**Data records**:

┌──

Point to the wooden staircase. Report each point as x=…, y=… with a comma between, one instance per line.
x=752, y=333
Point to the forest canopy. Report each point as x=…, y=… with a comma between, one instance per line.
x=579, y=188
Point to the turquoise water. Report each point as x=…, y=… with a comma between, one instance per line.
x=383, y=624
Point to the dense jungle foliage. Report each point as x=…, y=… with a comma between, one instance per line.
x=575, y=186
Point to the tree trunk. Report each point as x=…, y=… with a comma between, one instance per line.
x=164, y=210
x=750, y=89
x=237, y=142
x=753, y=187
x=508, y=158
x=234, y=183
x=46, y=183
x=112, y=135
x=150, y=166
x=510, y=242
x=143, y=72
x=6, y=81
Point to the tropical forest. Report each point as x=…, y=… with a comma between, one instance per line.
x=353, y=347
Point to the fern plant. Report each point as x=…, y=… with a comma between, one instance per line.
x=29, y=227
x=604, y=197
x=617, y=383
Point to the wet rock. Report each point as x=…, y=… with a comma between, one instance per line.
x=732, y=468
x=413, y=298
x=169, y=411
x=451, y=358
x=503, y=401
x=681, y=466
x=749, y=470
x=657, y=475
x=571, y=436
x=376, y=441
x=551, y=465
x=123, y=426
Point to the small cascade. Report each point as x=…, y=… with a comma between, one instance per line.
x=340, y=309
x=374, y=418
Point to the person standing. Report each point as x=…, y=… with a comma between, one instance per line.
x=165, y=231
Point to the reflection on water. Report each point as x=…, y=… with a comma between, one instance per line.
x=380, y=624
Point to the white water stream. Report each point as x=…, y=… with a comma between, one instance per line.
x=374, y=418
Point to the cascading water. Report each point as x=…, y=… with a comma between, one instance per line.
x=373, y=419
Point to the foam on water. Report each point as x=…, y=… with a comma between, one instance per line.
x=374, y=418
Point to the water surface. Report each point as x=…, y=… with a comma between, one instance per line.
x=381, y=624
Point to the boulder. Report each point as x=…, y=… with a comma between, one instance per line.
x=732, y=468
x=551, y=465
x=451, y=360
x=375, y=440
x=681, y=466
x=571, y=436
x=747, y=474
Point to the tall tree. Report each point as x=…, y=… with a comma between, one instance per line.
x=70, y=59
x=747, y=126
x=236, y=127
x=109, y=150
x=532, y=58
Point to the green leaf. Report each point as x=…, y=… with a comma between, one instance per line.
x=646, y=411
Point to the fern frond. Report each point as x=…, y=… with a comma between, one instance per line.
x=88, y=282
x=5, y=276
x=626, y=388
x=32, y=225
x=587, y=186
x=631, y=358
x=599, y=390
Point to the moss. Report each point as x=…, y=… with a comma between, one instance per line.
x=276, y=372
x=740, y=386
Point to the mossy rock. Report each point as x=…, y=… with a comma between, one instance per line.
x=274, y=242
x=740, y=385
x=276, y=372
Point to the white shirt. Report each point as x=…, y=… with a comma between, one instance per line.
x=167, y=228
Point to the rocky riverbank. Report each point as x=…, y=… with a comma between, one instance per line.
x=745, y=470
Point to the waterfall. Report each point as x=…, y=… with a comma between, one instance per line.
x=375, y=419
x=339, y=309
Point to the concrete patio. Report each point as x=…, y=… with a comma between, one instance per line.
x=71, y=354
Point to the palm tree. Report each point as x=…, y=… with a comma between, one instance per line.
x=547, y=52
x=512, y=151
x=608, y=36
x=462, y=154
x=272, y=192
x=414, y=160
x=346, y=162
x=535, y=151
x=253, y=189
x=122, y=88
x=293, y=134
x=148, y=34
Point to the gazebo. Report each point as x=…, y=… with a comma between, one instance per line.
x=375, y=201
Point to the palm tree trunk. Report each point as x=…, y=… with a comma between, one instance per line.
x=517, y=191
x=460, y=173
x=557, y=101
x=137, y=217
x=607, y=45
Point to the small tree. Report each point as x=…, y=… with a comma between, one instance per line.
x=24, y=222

└──

**Direction**: Reproduce every line, starting with the first of the rows above and going on through the line containing "x=575, y=186", and shift each x and y coordinate value in the answers up by 90 while leaving all other text unchanged.

**Exercise solution**:
Point to the wooden staircase. Report each point as x=…, y=… with a comma between, one instance per line.
x=842, y=423
Point to the forest canopy. Report each point as x=…, y=… with a comma between, one instance per line.
x=669, y=278
Point to the turquoise water. Report each point as x=…, y=… with a comma between, one instance per line.
x=473, y=714
Point to the dense jungle foliage. Report each point as x=…, y=… with a comma between, one instance per line.
x=665, y=276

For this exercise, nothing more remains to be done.